**Exercise data:**
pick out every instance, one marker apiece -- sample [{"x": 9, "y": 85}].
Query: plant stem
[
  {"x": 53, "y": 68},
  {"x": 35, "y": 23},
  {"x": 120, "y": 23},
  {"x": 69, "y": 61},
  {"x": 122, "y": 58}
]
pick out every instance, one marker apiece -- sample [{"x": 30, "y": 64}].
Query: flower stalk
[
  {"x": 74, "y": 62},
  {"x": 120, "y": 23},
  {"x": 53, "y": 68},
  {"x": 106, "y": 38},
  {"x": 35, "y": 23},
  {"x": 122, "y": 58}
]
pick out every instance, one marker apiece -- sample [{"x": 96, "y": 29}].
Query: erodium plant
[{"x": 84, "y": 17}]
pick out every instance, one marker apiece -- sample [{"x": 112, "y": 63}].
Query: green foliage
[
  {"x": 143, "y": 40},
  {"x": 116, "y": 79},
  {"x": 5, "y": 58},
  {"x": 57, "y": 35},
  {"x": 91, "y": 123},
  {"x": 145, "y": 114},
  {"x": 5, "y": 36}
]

**Exercise:** Render every line of the data above as a JSON array of strings, one string per line, leaving out any blank lines.

**Complete answer:**
[
  "pick out every instance, one marker apiece -- sample [{\"x\": 9, \"y\": 85}].",
  "Query: plant stem",
  "[",
  "  {\"x\": 53, \"y\": 68},",
  "  {\"x\": 35, \"y\": 23},",
  "  {\"x\": 120, \"y\": 23},",
  "  {\"x\": 69, \"y\": 61},",
  "  {\"x\": 122, \"y\": 58}",
  "]",
  "pick out every instance, one marker apiece -- sample [{\"x\": 30, \"y\": 64}].",
  "Query: flower stalk",
  "[",
  "  {\"x\": 74, \"y\": 62},",
  "  {\"x\": 120, \"y\": 23},",
  "  {\"x\": 53, \"y\": 68},",
  "  {\"x\": 106, \"y\": 38},",
  "  {\"x\": 35, \"y\": 23},",
  "  {\"x\": 122, \"y\": 58}",
  "]",
  "pick out every instance, one marker apiece -- sample [{\"x\": 96, \"y\": 29}].",
  "Query: erodium plant",
  "[{\"x\": 84, \"y\": 17}]",
  "pick out every instance, one marker apiece -- sample [{\"x\": 112, \"y\": 63}].",
  "Query: green foliage",
  "[",
  "  {\"x\": 143, \"y\": 40},",
  "  {\"x\": 116, \"y\": 79},",
  "  {\"x\": 5, \"y\": 58},",
  "  {\"x\": 57, \"y\": 35},",
  "  {\"x\": 91, \"y\": 123},",
  "  {\"x\": 145, \"y\": 114},",
  "  {\"x\": 5, \"y\": 36}",
  "]"
]